» **Exercise description**: Extract each line of the records below that contains the string "fencing", and copy those lines without changes.

» **Record excerpts**:

▽

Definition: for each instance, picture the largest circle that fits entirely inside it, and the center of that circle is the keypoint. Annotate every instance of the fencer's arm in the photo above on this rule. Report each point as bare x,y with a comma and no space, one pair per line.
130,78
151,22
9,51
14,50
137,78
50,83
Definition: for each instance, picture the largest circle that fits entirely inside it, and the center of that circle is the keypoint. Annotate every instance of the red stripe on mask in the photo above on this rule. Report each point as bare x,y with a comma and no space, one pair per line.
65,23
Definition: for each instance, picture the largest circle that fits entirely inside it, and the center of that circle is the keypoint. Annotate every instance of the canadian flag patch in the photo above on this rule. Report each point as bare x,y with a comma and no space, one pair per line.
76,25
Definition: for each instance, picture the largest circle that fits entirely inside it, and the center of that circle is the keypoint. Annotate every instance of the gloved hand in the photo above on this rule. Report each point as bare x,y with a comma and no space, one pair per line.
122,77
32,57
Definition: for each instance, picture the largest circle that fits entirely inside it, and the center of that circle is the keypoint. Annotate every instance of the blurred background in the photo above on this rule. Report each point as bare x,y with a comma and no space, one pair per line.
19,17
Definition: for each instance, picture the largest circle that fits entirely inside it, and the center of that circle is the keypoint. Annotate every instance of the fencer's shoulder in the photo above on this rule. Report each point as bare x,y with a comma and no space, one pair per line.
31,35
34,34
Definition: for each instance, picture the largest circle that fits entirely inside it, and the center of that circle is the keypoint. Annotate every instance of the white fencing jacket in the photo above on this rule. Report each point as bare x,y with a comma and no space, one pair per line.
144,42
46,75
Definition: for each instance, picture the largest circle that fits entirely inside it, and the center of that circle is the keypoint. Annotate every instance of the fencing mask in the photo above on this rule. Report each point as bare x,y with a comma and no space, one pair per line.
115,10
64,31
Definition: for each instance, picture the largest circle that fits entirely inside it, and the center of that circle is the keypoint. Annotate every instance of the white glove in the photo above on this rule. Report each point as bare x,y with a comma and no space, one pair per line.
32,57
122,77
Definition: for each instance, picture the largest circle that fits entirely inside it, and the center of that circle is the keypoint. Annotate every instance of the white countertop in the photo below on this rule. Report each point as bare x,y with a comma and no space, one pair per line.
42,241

△
▽

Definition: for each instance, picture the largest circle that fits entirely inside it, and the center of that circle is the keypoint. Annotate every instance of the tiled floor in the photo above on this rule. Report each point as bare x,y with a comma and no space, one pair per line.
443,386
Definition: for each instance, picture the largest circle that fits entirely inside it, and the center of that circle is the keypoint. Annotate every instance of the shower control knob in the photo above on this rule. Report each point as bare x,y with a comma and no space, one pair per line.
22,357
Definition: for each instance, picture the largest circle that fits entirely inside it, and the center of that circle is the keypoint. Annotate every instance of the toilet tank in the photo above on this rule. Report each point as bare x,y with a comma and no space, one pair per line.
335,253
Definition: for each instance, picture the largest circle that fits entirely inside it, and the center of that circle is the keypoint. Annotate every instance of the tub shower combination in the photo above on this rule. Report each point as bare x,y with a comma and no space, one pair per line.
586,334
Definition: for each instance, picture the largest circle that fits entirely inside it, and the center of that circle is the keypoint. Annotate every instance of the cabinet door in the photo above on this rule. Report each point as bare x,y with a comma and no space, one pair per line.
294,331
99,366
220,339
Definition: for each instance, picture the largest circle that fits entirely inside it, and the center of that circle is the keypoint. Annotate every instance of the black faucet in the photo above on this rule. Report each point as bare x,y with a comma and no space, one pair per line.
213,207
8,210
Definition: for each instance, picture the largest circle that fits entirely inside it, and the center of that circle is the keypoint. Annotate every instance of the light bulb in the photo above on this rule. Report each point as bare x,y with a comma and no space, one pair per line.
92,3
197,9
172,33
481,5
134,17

△

» **Task response**:
Definition: for each instance, picture the largest circle that fits entirely inside it, and the center of that circle is the keypoint. Annotate every instance of the white fencing jacket in the photo above on this rule. Report each point as bare x,y with a comma and no space, one pair per line.
Definition: for each instance, picture the largest circle that fits entirely inside it, and the center of that circle is the keypoint. Annotate every instance of the fencing mask in the photo above on this rule. Report each point as bare x,y with a comma and no space, one pair per line.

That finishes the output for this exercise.